** PROBLEM TO SOLVE **
Can you duplicate the lines of the items that begin with the line containing "the shallow water." and continue through the line containing "[0,131,450,299]"?

** Box annotations for photos **
■ ■ ■ ■

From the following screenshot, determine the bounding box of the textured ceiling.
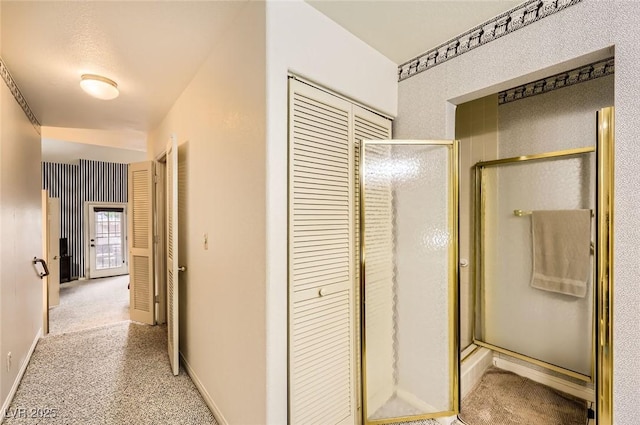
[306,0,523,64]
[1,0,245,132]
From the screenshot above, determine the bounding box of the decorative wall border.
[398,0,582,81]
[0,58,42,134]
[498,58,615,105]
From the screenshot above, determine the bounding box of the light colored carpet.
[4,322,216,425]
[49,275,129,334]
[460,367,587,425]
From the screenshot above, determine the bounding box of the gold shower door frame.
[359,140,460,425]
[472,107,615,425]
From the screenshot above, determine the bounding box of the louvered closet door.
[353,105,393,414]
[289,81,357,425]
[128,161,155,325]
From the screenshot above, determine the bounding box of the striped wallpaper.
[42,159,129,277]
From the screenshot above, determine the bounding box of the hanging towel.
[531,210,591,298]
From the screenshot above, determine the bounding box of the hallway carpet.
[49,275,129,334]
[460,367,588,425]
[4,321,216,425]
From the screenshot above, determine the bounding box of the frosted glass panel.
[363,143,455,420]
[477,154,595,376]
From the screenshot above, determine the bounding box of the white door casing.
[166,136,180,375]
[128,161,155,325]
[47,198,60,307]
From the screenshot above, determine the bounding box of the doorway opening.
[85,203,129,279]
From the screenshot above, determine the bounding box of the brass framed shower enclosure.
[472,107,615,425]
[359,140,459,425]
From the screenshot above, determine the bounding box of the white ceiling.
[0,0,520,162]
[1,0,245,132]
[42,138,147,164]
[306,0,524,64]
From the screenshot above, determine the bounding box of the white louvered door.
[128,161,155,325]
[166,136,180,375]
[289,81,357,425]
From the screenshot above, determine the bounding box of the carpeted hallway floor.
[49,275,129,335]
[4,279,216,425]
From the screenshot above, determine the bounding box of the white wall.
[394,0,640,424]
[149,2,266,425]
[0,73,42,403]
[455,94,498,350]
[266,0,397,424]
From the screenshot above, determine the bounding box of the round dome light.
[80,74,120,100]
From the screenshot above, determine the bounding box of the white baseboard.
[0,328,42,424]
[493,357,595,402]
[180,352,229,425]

■ ■ ■ ■

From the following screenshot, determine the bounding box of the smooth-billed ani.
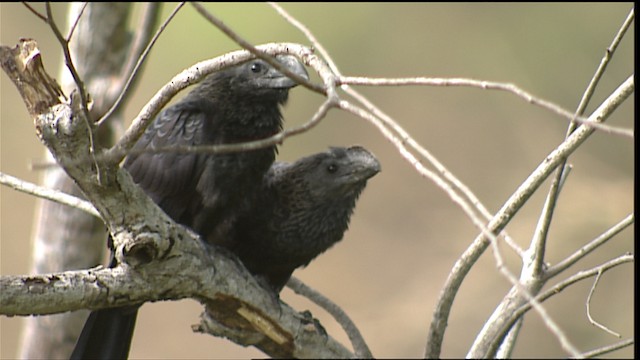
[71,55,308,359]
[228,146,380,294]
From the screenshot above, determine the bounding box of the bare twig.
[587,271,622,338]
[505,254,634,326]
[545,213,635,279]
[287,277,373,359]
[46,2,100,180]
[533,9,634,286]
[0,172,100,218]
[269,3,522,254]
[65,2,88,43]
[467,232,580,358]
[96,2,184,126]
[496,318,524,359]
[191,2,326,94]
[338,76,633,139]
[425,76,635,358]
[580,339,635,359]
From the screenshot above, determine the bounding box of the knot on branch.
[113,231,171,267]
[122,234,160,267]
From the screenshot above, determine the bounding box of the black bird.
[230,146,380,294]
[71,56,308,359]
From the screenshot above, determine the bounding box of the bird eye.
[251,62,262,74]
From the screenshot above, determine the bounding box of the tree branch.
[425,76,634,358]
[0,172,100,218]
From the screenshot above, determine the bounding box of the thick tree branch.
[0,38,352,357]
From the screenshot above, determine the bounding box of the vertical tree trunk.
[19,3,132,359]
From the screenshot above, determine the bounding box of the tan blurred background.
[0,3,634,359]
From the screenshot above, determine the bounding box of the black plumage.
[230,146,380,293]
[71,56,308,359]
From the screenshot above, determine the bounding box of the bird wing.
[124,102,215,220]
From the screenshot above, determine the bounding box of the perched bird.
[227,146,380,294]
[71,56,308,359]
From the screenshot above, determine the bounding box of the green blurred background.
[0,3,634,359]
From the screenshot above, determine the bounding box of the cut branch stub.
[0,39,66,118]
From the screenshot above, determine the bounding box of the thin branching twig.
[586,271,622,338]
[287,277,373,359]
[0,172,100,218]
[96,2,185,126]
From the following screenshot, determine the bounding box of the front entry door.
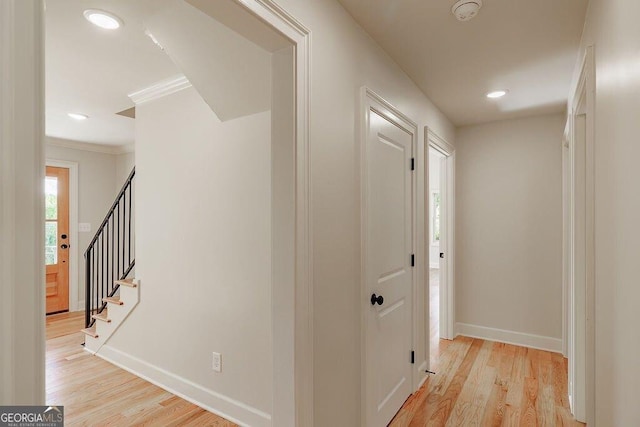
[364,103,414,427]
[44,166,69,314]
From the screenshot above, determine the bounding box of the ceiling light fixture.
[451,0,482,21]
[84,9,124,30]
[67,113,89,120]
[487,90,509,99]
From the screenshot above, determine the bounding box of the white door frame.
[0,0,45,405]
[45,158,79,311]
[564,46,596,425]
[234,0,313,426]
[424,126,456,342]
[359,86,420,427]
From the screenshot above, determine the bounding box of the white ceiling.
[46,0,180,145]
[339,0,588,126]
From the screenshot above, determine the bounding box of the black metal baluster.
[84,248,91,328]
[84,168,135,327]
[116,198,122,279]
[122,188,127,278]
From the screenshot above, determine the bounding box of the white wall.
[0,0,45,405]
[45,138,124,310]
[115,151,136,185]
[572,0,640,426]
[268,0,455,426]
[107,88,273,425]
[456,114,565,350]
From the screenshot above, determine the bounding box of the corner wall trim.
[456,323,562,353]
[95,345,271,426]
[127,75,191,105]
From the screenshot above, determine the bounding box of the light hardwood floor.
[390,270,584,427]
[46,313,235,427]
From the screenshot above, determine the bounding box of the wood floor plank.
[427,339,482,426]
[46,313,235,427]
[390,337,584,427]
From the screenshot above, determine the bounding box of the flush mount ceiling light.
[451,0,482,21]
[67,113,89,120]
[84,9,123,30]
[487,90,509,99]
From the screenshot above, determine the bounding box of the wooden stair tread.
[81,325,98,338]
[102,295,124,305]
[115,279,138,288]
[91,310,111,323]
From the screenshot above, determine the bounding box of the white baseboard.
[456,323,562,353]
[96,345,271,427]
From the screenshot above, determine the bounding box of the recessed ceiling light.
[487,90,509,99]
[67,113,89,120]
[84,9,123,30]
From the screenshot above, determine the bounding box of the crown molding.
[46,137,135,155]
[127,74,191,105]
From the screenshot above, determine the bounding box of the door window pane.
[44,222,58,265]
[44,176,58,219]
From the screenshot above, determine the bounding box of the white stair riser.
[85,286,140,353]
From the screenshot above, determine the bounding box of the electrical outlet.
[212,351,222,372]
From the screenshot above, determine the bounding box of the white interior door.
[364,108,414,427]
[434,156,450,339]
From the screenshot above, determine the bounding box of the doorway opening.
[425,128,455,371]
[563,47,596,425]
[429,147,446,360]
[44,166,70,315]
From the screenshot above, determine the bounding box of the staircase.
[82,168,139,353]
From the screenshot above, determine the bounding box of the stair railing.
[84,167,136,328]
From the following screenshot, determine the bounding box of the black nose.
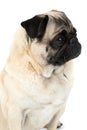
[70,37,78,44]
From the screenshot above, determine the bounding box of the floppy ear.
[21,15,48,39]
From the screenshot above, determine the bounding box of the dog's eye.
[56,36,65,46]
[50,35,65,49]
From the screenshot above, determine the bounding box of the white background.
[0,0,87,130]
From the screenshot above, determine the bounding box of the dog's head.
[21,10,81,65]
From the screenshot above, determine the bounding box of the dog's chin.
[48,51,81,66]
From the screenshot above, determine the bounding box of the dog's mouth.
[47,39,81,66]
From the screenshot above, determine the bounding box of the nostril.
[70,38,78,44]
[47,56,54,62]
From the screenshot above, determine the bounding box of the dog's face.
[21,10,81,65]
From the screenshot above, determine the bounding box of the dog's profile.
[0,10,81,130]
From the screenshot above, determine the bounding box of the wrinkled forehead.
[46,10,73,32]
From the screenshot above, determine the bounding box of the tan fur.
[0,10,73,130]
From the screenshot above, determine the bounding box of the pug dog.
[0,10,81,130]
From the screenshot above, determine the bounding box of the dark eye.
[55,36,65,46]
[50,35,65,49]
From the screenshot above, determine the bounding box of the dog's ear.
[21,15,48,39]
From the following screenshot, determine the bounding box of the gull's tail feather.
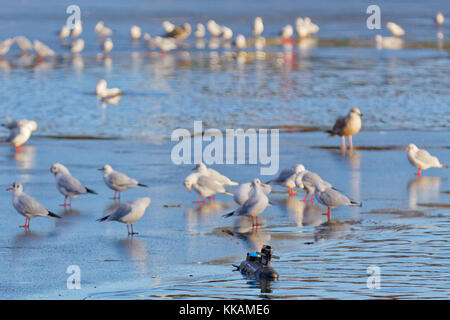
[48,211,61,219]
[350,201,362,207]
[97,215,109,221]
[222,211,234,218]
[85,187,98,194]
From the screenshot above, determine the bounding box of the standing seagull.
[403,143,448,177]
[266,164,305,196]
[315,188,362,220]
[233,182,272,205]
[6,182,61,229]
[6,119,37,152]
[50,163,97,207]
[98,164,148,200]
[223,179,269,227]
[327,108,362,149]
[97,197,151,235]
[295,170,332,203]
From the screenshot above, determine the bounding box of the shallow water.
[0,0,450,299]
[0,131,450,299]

■ ■ ■ ■

** FULL ANSWER **
From the screenshot above, determine the bounding box of the shallow water.
[0,0,450,299]
[0,131,450,299]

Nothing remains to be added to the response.